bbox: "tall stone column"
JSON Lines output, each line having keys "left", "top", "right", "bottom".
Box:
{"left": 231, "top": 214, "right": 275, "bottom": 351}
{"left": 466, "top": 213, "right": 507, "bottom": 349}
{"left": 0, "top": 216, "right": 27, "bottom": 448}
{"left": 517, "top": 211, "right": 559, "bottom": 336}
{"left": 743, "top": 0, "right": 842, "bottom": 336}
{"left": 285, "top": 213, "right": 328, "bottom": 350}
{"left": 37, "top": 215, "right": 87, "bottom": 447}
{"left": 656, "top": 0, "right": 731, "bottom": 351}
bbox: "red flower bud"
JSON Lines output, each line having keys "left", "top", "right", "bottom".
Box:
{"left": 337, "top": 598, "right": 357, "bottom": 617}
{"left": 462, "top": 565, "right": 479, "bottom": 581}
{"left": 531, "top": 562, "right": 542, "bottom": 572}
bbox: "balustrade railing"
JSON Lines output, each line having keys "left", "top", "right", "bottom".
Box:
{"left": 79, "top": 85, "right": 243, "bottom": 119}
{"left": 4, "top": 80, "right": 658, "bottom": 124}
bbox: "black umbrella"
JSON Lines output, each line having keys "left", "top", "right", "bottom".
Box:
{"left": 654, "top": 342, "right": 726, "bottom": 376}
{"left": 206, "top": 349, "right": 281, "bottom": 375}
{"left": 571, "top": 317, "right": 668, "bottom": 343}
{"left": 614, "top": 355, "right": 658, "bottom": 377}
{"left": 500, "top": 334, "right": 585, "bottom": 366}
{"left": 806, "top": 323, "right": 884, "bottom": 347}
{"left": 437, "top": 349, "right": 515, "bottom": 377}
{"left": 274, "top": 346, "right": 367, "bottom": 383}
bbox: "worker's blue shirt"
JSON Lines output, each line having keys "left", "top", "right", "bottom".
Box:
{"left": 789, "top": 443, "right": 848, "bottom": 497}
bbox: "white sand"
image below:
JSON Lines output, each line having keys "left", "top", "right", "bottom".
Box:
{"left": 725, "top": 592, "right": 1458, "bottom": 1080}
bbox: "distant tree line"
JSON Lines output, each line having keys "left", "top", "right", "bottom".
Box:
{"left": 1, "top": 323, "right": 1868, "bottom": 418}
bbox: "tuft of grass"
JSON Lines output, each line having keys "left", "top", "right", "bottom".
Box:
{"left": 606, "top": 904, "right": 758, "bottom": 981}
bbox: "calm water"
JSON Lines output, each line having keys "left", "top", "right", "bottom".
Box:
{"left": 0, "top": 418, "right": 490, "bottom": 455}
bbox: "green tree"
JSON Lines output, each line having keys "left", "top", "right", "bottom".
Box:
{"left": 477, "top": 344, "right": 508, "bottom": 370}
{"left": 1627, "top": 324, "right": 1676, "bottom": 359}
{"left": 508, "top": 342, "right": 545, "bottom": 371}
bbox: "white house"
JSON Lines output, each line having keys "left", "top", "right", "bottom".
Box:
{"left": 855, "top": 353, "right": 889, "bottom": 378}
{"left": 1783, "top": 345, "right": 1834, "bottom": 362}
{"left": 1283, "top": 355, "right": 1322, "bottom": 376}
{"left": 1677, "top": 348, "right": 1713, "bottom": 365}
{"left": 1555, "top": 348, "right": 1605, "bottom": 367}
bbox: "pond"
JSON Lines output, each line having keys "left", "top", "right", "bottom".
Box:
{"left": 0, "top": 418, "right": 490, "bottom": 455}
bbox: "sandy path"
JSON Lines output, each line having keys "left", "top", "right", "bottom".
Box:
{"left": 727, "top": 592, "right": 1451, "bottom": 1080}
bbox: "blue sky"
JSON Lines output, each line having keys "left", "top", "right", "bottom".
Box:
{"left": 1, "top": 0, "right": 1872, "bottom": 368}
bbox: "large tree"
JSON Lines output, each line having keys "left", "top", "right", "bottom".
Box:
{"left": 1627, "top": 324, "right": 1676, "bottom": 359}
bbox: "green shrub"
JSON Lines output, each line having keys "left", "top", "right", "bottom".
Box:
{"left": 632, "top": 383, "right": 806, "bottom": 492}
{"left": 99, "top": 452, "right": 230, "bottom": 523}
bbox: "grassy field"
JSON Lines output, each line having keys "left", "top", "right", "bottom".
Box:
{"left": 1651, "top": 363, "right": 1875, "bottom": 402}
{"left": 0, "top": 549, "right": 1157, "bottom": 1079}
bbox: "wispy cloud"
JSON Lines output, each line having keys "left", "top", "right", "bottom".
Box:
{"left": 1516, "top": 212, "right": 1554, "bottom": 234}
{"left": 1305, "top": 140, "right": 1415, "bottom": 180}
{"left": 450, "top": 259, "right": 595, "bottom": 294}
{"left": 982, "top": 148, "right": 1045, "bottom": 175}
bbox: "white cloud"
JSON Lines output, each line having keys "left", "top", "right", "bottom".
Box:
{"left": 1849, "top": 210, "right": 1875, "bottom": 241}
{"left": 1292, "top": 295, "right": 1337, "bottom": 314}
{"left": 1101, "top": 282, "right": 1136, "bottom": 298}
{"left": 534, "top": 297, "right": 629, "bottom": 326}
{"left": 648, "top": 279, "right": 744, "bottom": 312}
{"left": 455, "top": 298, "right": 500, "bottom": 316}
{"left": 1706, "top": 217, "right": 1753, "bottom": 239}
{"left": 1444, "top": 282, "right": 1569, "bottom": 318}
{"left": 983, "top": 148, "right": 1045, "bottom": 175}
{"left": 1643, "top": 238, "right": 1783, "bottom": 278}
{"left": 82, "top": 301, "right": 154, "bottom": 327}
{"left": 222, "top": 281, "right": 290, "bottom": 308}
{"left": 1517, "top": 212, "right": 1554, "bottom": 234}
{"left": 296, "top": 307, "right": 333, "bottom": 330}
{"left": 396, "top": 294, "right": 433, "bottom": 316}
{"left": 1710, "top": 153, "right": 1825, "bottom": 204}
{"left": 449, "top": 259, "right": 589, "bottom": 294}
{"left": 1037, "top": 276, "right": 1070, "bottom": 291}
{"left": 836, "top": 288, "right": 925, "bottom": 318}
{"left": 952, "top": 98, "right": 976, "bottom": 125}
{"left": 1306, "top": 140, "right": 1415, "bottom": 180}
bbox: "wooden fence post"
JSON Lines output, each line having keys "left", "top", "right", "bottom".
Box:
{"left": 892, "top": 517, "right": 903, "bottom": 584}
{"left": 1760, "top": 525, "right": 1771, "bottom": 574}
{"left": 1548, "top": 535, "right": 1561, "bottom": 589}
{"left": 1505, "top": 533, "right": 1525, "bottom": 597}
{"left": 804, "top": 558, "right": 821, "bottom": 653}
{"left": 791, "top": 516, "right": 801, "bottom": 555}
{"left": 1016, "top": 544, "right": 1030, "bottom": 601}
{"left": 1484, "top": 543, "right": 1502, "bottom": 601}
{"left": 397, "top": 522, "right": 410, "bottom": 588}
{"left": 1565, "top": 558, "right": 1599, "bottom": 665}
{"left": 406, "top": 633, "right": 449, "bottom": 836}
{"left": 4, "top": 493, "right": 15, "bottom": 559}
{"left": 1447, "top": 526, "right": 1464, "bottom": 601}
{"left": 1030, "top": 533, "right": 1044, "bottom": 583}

::::::::

Problem to work on:
What is the number of lines in the records holding "tree"? Give the number alone.

Task result:
3